**** RECORDS FOR THE EXERCISE

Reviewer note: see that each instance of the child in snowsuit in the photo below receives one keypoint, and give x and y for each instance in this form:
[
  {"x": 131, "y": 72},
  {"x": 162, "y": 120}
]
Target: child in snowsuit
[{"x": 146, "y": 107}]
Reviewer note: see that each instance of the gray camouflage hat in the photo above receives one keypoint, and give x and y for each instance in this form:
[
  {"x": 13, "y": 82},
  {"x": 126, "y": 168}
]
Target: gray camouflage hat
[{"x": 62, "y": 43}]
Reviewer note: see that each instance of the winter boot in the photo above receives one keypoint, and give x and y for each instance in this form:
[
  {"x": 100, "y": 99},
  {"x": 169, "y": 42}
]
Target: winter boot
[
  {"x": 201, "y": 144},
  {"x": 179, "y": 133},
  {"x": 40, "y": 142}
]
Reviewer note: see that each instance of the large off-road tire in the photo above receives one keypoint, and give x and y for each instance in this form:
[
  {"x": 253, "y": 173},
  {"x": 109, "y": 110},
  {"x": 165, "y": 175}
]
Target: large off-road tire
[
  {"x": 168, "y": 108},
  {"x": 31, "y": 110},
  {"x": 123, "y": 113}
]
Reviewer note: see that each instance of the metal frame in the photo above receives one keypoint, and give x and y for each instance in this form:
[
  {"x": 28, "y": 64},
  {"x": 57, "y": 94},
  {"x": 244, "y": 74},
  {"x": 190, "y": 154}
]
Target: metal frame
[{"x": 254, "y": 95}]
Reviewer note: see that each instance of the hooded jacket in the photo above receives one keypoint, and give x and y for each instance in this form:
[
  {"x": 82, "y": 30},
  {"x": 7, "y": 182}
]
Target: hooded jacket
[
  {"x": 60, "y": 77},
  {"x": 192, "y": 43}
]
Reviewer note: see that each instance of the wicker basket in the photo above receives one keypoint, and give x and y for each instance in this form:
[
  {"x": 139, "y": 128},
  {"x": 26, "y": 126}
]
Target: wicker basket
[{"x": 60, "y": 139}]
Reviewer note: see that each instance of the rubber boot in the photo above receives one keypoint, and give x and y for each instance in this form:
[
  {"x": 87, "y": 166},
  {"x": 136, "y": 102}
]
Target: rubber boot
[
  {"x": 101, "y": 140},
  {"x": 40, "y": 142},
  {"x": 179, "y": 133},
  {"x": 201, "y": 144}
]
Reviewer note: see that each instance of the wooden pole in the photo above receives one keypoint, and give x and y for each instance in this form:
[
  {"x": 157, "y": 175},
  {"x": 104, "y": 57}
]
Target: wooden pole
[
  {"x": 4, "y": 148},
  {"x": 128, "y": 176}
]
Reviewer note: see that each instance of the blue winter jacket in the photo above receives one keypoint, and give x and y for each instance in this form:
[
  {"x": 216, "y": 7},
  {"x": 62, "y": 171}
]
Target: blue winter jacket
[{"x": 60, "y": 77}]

********

### EXERCISE PROMPT
The records above should be repeated word for word.

### ANSWER FOR THE TASK
Reviewer note: see that each instance of the child in snowsuit in the photo below receives one keypoint, and give x and y for each instance in this form:
[
  {"x": 131, "y": 72},
  {"x": 162, "y": 120}
]
Target: child in snowsuit
[{"x": 146, "y": 107}]
Reviewer note: see that each instance of the gray camouflage hat in the photo above receives one keypoint, and give x and y for each instance in this form:
[
  {"x": 13, "y": 82},
  {"x": 126, "y": 168}
]
Target: gray camouflage hat
[{"x": 62, "y": 43}]
Reviewer note: see that each instance of the winter boot in the photo above receives one keypoint, and give x and y for each instance in this form:
[
  {"x": 100, "y": 99},
  {"x": 169, "y": 42}
]
Target: winter boot
[
  {"x": 201, "y": 144},
  {"x": 179, "y": 133},
  {"x": 40, "y": 142}
]
Reviewer note: see that each instance of the large off-road tire in the photo above receives one keypoint, and give x and y for each instance in this form:
[
  {"x": 253, "y": 173},
  {"x": 109, "y": 110},
  {"x": 165, "y": 175}
]
Target: large off-road tire
[
  {"x": 168, "y": 108},
  {"x": 31, "y": 110},
  {"x": 123, "y": 113}
]
Reviewer note: see that each instance of the metal frame in the photo above receives one keypoint, and give x and y for each instance in this form:
[
  {"x": 28, "y": 64},
  {"x": 57, "y": 94},
  {"x": 244, "y": 74},
  {"x": 190, "y": 154}
]
Target: metal frame
[{"x": 254, "y": 95}]
Reviewer note: see that each instance of the hooded jacket in the photo above receives one keypoint, and give x and y for each instance in this form:
[
  {"x": 82, "y": 30},
  {"x": 7, "y": 182}
]
Target: hooded jacket
[
  {"x": 60, "y": 77},
  {"x": 192, "y": 43}
]
Reviewer note: see that each instance of the wicker basket in the photo above receives one keypoint, and give x and y for each instance in this form:
[
  {"x": 139, "y": 128},
  {"x": 26, "y": 126}
]
Target: wicker basket
[{"x": 60, "y": 139}]
Reviewer note: see that each instance of the rubber boot in the photo above receives one keypoint, and give x and y for each instance in this form:
[
  {"x": 87, "y": 166},
  {"x": 136, "y": 102}
]
Target: rubber boot
[
  {"x": 101, "y": 140},
  {"x": 40, "y": 142},
  {"x": 179, "y": 133},
  {"x": 201, "y": 144}
]
Reviewer note: see that each instance of the wooden pole in the photo above receives one keypoint, and give x and y for each instance in this form:
[
  {"x": 157, "y": 175},
  {"x": 104, "y": 57}
]
Target: wooden pole
[
  {"x": 4, "y": 148},
  {"x": 128, "y": 176}
]
Reviewer note: see that each instance of the blue winter jacket in the photo above receives one keypoint, and give x and y for each instance in this form:
[
  {"x": 216, "y": 7},
  {"x": 62, "y": 171}
]
Target: blue winter jacket
[{"x": 60, "y": 77}]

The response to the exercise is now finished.